- Consigne A:
Réécrivez le passage du texte sur les sols arctiques qui commence aux mots « Une caractéristique intéressante » et se termine après « sol (voir ci-dessous). », en remplaçant « patron » par « schéma ».
- Consigne B:
D'après le texte sur les sols arctiques, indiquez pour chaque affirmation si elle est conforme au texte (oui ou non), en citant les mots du texte qui le montrent : (i) la station météorologique mesure les profils de température du sol depuis 2000 ; (ii) en hiver, la température de surface du sol atteint -20°C ; (iii) dans les couches plus profondes, les températures hivernales du sol sont plus chaudes que les températures estivales.
- Consigne C:
Selon le texte sur les sols arctiques, quel nom donne-t-on à un sol gelé pendant deux années consécutives ?

- Extrait de page:

####

Les sols sont des milieux poreux constitués de particules solides, d'eau et d'air. L'eau y est généralement liquide, sauf dans les sols arctiques où elle est principalement gelée. Cette particularité des sols arctiques découle de leur exposition à l'atmosphère extrêmement froide en hiver, entraînant un refroidissement important du sol et des températures dans le sol inférieures à 0°C. Lorsque le sol est gelé pendant deux années consécutives nous le nommons pergélisol. Ce type de sol se retrouve dans la plupart des régions de l'Arctique. Â l'Île Bylot, une station météorologique près de notre station de recherche principale mesure les profils de température du sol depuis 2000. Les données acquises permettent d'étudier le profil thermique spécifique du sol de la Vallée Qarlikturvik.
Différences de températures du sol en hiver et en été
Durant l’été (août), le profil des températures à la surface du sol est de 7°C, tandis qu'en hiver (février), la température de surface atteint -35°C. Ceci montre les variations de température extrêmes qui se produisent à la surface du sol. Ces grandes variations sont causées par le contact direct de la surface du sol avec l'atmosphère qui subit elle-même des changements de température extrêmes au gré des saisons (voir Climat arctique). Dans les couches plus profondes, l'influence de la température atmosphérique est plus faible et la différence entre les températures estivales et hivernales diminue. Par exemple, les températures mesurées à la station météorologique près de la station de recherche à une profondeur de 8 m ne varient qu'entre -10°C et -12°C. Par conséquent, le dégel du sol se produit seulement près de la surface où le sol est suffisamment réchauffé en été pour que sa température dépasse 0°C. Dans les couches plus profondes, les températures sont constamment inférieures à 0°C et le sol reste gelé tout au long de l'année. La couche de surface qui subit le gel et le dégel au fil des saisons est appelée ‘couche active’. Son épaisseur varie considérablement en fonction de la froideur de l'hiver et de la chaleur de l'air en été. La couche active du sol près de la station de recherche principal à l'Île Bylot a une épaisseur de 8,5 cm.
Une caractéristique intéressante dans les couches plus profondes est que les températures hivernales du sol sont plus chaudes que les températures estivales. Ce patron de températures inversé se produit puisque la chaleur a besoin de temps pour voyager à travers le sol. Les températures estivales relativement plus froides correspondent donc au signal froid de l'hiver précédent qui n'atteint les couches plus profondes que pendant les mois d'été. Inversement, les températures hivernales relativement plus chaudes correspondent à la chaleur de l'été précédent qui traverse encore le sol. Cet effet où la chaleur voyage comme une vague à travers le sol devient plus clair lorsque l'on porte une attention particulière à l'évolution mensuelle des profils de température du sol (voir ci-dessous).

####

Entrées de données enregistrées:
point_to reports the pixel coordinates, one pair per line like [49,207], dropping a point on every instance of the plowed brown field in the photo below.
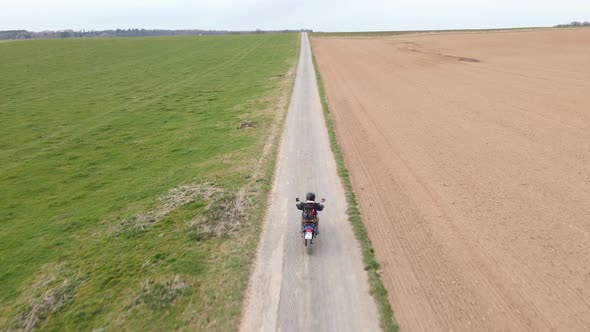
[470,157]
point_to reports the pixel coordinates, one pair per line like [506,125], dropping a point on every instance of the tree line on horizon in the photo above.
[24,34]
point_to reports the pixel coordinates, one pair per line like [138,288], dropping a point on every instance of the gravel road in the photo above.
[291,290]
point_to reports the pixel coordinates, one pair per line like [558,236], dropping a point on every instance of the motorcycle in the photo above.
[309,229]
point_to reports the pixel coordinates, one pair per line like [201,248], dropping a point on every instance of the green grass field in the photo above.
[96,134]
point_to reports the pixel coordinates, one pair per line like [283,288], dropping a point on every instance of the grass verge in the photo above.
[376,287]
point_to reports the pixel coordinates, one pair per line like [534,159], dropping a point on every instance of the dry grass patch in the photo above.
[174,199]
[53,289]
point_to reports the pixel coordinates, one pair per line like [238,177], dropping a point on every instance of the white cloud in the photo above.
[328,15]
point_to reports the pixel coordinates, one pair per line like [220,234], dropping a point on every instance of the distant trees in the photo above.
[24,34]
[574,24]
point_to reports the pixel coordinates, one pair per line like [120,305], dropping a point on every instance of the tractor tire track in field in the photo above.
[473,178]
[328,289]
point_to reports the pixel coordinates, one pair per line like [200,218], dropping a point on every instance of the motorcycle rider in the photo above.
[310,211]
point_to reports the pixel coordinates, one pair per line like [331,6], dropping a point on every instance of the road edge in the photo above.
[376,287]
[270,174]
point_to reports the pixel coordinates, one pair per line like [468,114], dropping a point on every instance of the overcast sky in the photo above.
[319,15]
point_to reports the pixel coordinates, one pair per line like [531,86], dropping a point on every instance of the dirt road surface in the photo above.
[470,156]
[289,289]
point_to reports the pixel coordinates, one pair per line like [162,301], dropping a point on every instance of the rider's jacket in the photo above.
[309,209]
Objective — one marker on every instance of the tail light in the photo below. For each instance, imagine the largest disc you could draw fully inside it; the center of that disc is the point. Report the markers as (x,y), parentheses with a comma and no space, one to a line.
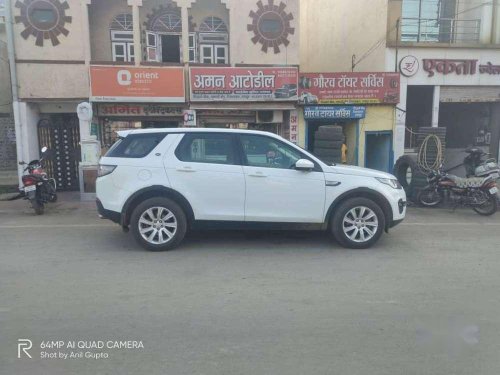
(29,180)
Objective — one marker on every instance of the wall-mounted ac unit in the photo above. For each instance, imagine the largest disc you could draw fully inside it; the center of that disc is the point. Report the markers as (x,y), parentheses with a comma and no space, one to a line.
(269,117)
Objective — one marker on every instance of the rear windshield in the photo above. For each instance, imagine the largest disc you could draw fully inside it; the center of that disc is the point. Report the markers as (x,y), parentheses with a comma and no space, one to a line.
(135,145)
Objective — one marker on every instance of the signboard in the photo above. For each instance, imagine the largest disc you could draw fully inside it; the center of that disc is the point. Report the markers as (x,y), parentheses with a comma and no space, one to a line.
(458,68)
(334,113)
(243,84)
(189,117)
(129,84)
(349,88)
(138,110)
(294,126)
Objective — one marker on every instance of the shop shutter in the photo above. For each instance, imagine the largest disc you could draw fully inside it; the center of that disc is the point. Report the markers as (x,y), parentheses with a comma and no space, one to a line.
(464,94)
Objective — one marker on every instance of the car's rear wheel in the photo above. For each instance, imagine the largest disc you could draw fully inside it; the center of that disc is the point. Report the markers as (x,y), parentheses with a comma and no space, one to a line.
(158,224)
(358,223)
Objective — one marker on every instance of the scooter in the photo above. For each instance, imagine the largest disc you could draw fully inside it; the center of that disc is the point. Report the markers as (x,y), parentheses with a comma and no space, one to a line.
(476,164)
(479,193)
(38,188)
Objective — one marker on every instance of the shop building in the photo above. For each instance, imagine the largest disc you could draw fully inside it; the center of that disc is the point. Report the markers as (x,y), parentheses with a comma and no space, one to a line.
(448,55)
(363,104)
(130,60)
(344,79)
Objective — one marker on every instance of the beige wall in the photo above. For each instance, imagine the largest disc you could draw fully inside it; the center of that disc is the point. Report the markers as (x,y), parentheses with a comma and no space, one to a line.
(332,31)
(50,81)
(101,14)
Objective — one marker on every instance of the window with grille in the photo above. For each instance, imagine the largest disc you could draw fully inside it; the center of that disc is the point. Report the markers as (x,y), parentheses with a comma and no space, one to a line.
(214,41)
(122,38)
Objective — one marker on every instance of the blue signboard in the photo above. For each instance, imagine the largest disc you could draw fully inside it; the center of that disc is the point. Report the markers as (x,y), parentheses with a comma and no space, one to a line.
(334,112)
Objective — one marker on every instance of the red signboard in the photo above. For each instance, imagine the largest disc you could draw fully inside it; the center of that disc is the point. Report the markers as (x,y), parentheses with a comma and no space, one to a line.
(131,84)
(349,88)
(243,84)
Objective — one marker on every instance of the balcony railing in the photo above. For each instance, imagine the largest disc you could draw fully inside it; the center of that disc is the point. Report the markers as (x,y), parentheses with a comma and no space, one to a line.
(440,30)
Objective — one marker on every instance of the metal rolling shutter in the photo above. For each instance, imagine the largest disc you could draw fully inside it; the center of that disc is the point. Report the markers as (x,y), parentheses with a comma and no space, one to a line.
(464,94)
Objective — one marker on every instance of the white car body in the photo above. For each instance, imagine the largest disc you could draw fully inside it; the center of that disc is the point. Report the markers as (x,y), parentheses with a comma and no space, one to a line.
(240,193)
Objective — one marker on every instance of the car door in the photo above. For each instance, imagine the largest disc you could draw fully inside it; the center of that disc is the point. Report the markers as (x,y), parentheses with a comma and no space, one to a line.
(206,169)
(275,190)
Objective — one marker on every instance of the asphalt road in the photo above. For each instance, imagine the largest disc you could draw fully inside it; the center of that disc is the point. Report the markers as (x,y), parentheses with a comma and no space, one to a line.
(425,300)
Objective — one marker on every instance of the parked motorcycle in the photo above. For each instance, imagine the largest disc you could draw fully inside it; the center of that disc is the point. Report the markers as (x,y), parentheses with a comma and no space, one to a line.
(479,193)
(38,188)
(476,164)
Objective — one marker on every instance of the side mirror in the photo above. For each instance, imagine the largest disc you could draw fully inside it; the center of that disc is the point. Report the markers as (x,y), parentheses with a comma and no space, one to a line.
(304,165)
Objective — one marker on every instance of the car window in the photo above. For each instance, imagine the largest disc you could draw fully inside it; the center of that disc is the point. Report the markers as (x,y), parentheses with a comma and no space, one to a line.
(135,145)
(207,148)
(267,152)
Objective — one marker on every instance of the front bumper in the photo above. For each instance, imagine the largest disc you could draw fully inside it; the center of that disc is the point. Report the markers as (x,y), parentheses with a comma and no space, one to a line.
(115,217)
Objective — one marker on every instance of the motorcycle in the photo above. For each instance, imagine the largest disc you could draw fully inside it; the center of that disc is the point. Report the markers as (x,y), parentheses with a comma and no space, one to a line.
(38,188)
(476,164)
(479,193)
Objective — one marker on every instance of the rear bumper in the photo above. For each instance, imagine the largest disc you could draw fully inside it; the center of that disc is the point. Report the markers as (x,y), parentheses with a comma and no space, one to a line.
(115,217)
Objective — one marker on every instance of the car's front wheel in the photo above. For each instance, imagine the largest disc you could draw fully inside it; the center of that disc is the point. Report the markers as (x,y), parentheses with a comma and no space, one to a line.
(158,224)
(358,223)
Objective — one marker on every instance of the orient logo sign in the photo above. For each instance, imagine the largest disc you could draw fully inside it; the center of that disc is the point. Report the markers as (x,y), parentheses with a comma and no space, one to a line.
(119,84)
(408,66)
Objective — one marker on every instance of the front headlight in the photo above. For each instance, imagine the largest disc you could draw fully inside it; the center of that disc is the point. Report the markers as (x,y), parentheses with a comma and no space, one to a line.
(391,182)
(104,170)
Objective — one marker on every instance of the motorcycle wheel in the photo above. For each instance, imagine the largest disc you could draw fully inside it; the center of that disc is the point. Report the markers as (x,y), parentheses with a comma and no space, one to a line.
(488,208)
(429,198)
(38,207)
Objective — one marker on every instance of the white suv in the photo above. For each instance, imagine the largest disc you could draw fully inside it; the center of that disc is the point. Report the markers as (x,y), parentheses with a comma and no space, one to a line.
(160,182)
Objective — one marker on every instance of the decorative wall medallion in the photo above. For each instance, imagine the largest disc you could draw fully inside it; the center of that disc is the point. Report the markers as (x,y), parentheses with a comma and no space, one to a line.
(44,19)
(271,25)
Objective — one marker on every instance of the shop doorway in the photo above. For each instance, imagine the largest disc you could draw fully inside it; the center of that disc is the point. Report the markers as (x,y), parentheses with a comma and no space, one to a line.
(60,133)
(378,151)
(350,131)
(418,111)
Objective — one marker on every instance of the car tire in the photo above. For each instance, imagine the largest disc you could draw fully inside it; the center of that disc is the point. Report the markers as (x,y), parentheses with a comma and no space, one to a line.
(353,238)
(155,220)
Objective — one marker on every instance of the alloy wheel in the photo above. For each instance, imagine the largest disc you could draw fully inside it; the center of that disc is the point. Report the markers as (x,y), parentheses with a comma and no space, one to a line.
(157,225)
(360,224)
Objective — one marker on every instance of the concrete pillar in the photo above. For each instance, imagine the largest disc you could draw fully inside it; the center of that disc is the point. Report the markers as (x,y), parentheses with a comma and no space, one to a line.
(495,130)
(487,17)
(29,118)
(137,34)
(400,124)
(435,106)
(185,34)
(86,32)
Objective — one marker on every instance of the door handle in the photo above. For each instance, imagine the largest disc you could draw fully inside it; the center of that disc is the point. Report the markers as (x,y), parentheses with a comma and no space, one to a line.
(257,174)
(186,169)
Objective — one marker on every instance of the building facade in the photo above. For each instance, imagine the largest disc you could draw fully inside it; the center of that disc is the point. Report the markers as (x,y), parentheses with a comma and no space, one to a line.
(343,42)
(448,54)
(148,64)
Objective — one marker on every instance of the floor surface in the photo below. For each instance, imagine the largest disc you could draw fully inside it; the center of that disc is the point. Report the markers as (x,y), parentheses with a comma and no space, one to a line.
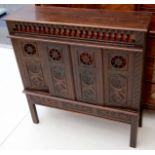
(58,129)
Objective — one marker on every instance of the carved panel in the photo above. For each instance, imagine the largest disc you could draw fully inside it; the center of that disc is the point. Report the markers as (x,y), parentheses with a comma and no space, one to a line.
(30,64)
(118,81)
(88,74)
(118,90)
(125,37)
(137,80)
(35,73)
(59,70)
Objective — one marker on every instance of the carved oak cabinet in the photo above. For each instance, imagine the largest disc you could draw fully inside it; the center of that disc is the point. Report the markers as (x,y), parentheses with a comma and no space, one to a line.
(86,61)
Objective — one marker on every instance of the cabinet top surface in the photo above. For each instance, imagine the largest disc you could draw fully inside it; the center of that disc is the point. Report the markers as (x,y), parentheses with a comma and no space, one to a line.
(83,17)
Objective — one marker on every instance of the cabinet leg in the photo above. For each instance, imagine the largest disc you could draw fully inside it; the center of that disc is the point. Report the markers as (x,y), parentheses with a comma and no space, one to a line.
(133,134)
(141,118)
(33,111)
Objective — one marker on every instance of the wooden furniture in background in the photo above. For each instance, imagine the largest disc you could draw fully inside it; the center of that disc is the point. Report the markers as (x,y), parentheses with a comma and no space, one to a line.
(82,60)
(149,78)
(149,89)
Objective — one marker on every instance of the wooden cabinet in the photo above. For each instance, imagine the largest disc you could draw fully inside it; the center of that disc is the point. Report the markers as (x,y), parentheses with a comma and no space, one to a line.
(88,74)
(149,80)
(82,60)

####

- Réponse A:
Une caractéristique intéressante dans les couches plus profondes est que les températures hivernales du sol sont plus chaudes que les températures estivales. Ce schéma de températures inversé se produit puisque la chaleur a besoin de temps pour voyager à travers le sol. Les températures estivales relativement plus froides correspondent donc au signal froid de l'hiver précédent qui n'atteint les couches plus profondes que pendant les mois d'été. Inversement, les températures hivernales relativement plus chaudes correspondent à la chaleur de l'été précédent qui traverse encore le sol. Cet effet où la chaleur voyage comme une vague à travers le sol devient plus clair lorsque l'on porte une attention particulière à l'évolution mensuelle des profils de température du sol (voir ci-dessous).

- Réponse B:
(i) Oui : « mesure les profils de température du sol depuis 2000 ».
(ii) Non : « en hiver (février), la température de surface atteint -35°C ».
(iii) Oui : « les températures hivernales du sol sont plus chaudes que les températures estivales ».

- Réponse C:
On le nomme pergélisol.